## [ACTIVITY LIST]
1. Reproduce the section of the p-hacking passage that begins with the words containing "The core of" and ends with "vitamins they take.".
2. In the passage on p-hacking, what does the "p" in p-hacking stand for?

## [TEXT UNDER STUDY]
P-hacking occurs when you have so much data that can be sliced so many ways that you can probably find something that seems surprising. Sometimes it’s intentional, but sometimes it’s just overenthusiasm combined with poor documentation of the experiment or study.

The core of the problem is that the “p” in p-hacking represents a probability. Like “there’s less than a 5% chance of this result happening by random chance.” But if I have 100 different ways I can analyze the data, I’ll probably find 5 different results that seem significant, but are actually just random.Example:

I think vitamins are good for you, and I want to help everyone by doing science on vitamins. So I get data from people all over the USA:

* what vitamins they take.
* where they live.
* how old they are.
* how healthy they are.

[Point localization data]
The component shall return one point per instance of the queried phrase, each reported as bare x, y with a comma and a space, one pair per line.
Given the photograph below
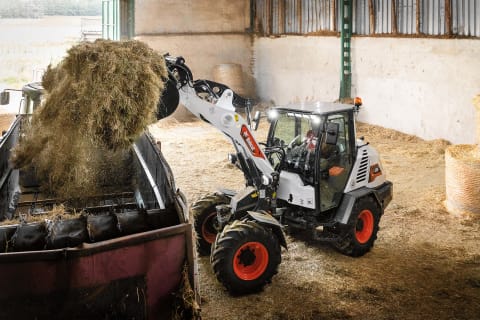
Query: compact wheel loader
313, 174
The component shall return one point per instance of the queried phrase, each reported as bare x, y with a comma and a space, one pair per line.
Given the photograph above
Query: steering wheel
276, 156
295, 142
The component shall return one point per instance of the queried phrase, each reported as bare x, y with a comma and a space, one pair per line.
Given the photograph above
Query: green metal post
346, 12
111, 19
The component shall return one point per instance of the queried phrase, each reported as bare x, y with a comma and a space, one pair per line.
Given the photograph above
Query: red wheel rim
250, 261
364, 227
208, 232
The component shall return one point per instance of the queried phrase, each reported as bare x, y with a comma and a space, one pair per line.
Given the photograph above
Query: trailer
128, 255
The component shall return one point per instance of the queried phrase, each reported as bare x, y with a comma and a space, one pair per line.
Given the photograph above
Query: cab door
335, 155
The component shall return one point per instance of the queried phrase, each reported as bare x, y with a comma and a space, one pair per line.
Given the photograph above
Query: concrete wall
418, 86
205, 32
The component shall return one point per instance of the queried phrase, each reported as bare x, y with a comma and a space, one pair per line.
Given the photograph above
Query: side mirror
332, 133
256, 120
4, 98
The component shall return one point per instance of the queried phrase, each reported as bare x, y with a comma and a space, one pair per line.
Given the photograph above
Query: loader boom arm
214, 103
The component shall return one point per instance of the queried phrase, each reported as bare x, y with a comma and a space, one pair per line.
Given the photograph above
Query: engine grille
363, 167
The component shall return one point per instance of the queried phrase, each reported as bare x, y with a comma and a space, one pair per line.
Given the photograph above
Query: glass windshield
292, 128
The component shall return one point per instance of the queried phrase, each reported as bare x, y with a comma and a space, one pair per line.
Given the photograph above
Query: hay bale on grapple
99, 99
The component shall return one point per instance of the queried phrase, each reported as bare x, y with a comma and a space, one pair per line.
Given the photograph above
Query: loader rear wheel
245, 257
204, 215
358, 237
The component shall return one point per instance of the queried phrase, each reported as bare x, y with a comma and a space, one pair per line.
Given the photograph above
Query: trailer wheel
358, 237
204, 216
245, 257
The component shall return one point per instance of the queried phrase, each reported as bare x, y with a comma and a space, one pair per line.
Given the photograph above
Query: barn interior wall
206, 33
418, 86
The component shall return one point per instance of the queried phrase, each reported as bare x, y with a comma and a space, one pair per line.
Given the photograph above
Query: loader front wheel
359, 235
204, 215
245, 257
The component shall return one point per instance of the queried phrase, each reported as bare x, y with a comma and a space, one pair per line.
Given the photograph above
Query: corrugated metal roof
422, 17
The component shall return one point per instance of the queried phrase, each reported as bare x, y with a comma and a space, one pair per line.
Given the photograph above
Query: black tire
204, 217
358, 237
245, 257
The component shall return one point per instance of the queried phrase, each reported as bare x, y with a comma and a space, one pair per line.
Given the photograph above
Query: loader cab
31, 97
317, 142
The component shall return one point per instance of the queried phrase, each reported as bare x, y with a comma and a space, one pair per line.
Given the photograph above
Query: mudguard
266, 219
381, 194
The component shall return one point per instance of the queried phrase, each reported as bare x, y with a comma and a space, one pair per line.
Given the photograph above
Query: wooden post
334, 15
270, 17
394, 17
448, 17
417, 17
299, 15
371, 11
282, 5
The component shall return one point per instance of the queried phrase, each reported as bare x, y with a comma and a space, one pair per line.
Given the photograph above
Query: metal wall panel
466, 17
310, 16
361, 17
292, 21
406, 12
317, 15
432, 17
383, 16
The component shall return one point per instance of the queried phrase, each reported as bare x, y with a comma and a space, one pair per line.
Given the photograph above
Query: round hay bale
6, 121
462, 173
231, 75
99, 99
462, 178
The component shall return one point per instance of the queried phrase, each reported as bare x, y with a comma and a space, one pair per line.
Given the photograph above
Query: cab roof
315, 107
33, 89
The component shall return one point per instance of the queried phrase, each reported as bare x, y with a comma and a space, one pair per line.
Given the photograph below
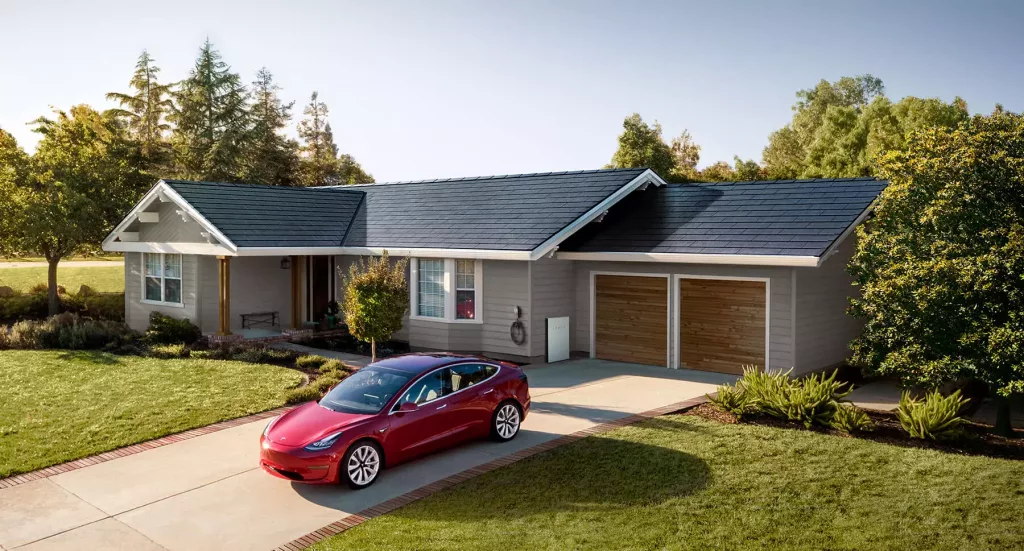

## [PER-TASK ANSWERS]
1.
The core of the problem is that the “p” in p-hacking represents a probability. Like “there’s less than a 5% chance of this result happening by random chance.” But if I have 100 different ways I can analyze the data, I’ll probably find 5 different results that seem significant, but are actually just random.Example:

I think vitamins are good for you, and I want to help everyone by doing science on vitamins. So I get data from people all over the USA:

* what vitamins they take.

2. A probability.